*Your objective*. Take the line containing "indicate the red stage" and every line after it to the end of the records, and copy them exactly, excluding pictures.

+ + + +

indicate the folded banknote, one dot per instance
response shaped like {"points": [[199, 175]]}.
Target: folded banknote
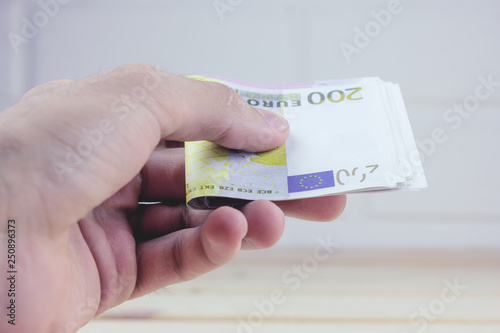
{"points": [[345, 136]]}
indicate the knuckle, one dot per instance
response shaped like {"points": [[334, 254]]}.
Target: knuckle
{"points": [[228, 97]]}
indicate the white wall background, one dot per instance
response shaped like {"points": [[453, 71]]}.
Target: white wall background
{"points": [[435, 50]]}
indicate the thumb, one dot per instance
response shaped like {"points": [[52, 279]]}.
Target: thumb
{"points": [[81, 142]]}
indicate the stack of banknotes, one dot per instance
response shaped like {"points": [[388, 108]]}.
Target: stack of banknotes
{"points": [[345, 136]]}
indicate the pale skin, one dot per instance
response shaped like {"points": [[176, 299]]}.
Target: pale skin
{"points": [[83, 243]]}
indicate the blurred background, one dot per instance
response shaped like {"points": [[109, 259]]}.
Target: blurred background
{"points": [[440, 52]]}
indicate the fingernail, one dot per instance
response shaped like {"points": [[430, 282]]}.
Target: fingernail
{"points": [[277, 122]]}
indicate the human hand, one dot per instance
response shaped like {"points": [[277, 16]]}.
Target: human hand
{"points": [[75, 160]]}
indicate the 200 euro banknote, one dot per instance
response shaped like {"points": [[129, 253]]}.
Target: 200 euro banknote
{"points": [[345, 136]]}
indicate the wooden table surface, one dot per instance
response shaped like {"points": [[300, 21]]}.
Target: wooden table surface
{"points": [[316, 291]]}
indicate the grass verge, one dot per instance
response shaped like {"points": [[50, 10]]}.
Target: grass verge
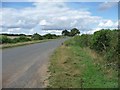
{"points": [[3, 46], [75, 67]]}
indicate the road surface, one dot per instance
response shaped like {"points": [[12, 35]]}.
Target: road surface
{"points": [[24, 67]]}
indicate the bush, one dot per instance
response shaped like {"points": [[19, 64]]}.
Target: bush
{"points": [[4, 39], [101, 40], [21, 39], [36, 36], [50, 36]]}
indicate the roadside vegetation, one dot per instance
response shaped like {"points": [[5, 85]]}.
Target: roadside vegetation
{"points": [[87, 61], [12, 40]]}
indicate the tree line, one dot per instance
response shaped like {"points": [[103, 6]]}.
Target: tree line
{"points": [[72, 32], [4, 39]]}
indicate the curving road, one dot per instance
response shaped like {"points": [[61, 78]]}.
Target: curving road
{"points": [[24, 67]]}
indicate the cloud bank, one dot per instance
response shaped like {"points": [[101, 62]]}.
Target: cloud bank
{"points": [[51, 17]]}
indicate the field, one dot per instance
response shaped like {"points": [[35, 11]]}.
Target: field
{"points": [[74, 66]]}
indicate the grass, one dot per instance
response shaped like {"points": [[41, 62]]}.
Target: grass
{"points": [[75, 67], [3, 46]]}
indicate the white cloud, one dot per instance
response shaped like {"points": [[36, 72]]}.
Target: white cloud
{"points": [[107, 5], [108, 24], [49, 16]]}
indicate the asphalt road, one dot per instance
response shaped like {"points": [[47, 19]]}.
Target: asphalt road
{"points": [[23, 67]]}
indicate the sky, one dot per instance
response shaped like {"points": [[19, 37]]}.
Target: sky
{"points": [[53, 17]]}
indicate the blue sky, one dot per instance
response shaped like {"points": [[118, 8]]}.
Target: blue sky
{"points": [[99, 15]]}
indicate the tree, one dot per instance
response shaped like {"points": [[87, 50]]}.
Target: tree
{"points": [[65, 33], [36, 36], [101, 40], [74, 32], [5, 39]]}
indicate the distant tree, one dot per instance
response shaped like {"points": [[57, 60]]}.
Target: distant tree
{"points": [[65, 33], [48, 36], [74, 32], [5, 39], [36, 36]]}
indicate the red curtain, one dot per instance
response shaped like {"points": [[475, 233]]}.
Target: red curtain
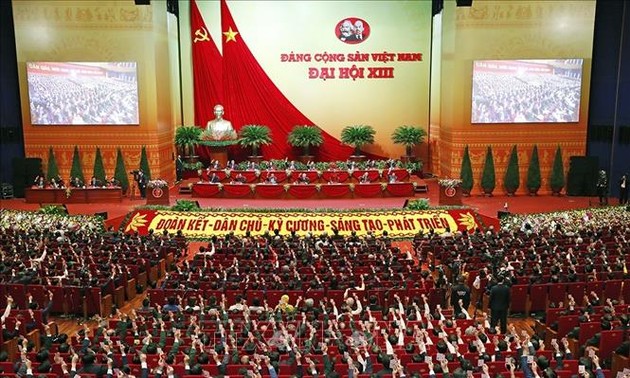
{"points": [[207, 68], [207, 74], [250, 97]]}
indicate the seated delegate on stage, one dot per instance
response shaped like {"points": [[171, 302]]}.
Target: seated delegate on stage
{"points": [[220, 129], [239, 179], [76, 182]]}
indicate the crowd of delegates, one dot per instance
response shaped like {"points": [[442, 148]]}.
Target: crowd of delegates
{"points": [[60, 250], [525, 98], [61, 100], [201, 330], [74, 182]]}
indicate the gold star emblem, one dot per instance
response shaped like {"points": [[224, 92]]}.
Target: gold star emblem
{"points": [[230, 35]]}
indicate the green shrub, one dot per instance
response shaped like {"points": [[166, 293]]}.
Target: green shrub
{"points": [[488, 179], [466, 172], [533, 172], [52, 170], [512, 181]]}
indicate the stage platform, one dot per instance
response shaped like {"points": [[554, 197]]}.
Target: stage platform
{"points": [[486, 206]]}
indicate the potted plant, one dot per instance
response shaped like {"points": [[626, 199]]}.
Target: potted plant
{"points": [[186, 138], [557, 174], [408, 136], [466, 174], [305, 137], [357, 136], [254, 136], [533, 173], [512, 181], [488, 180]]}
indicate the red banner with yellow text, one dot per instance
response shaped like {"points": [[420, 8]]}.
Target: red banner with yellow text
{"points": [[207, 224]]}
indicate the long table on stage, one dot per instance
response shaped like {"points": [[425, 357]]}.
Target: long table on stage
{"points": [[303, 191], [76, 195]]}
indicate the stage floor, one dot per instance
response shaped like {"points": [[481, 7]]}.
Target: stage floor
{"points": [[487, 206]]}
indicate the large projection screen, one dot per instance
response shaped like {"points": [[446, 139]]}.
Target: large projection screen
{"points": [[526, 91], [83, 93]]}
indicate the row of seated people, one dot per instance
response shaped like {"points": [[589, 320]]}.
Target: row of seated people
{"points": [[176, 340], [303, 177], [286, 165], [276, 262], [71, 259], [58, 182]]}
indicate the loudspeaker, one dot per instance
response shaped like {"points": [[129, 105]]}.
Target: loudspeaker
{"points": [[62, 205], [24, 172], [582, 176], [102, 214]]}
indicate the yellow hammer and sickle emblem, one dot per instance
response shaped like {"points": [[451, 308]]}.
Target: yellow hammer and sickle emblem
{"points": [[201, 35]]}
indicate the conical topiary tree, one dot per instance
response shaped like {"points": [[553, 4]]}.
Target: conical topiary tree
{"points": [[466, 173], [52, 170], [120, 173], [77, 169], [556, 182], [533, 173], [512, 181], [144, 163], [99, 168], [488, 179]]}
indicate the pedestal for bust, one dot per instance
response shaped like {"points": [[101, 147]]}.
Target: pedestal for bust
{"points": [[218, 149]]}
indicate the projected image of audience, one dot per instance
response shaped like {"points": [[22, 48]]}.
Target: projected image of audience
{"points": [[526, 91], [86, 93]]}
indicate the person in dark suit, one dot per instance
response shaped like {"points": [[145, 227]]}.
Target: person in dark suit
{"points": [[141, 179], [623, 190], [460, 292], [602, 188], [179, 168], [499, 304]]}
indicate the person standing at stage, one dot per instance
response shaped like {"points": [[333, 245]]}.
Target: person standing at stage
{"points": [[141, 179], [623, 190], [602, 188], [499, 305], [179, 168]]}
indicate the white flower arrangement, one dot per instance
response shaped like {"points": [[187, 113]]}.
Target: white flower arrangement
{"points": [[450, 183], [157, 183]]}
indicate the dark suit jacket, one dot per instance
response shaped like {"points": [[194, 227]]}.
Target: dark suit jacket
{"points": [[499, 297]]}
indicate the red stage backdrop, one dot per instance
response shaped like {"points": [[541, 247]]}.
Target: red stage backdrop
{"points": [[328, 64]]}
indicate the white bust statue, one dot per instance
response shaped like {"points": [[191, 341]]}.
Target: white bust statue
{"points": [[221, 129]]}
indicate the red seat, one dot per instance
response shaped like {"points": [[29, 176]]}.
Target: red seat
{"points": [[576, 289], [566, 323], [538, 298], [588, 330], [608, 342], [612, 289], [557, 292], [519, 299]]}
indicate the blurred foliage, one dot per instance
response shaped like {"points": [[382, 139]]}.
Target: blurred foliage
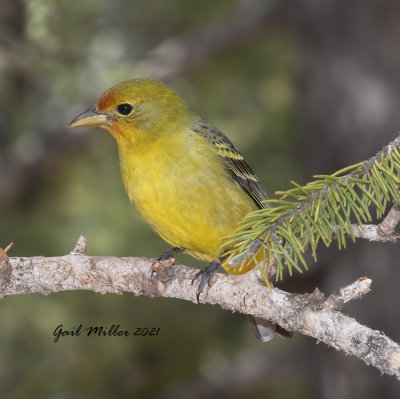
{"points": [[66, 54]]}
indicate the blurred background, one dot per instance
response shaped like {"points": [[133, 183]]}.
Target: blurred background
{"points": [[302, 88]]}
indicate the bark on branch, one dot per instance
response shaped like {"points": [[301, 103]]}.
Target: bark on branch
{"points": [[310, 314]]}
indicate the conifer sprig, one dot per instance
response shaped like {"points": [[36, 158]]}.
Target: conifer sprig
{"points": [[322, 210]]}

+ + + +

*Answer for the task*.
indicate the red stage backdrop, one dot per instance
response shaped like {"points": [[541, 247]]}.
Target: red stage backdrop
{"points": [[328, 64]]}
indicate the white bust statue, one dot per instance
response shaped like {"points": [[191, 341]]}.
Target: white bust statue
{"points": [[221, 129]]}
indicate the red seat, one dot per instance
response shaped like {"points": [[29, 176]]}.
Target: red seat
{"points": [[576, 289], [566, 323], [538, 298], [588, 330], [608, 342], [612, 289], [557, 292], [519, 299]]}
indicate the blurred foliage, one dot per instance
response shaped like {"points": [[382, 139]]}.
Target: blurred foliage
{"points": [[66, 54]]}
indicate the blurred background, one dot per instance
response shaped like {"points": [[133, 183]]}.
Target: blurred background
{"points": [[302, 88]]}
indicate the bark on branch, one dot per instance
response shaped like {"points": [[301, 103]]}.
Target: bark on branch
{"points": [[310, 314]]}
indicate the conifer sprig, one dot per instance
response shaped like {"points": [[36, 158]]}.
Target: conifer sprig
{"points": [[322, 210]]}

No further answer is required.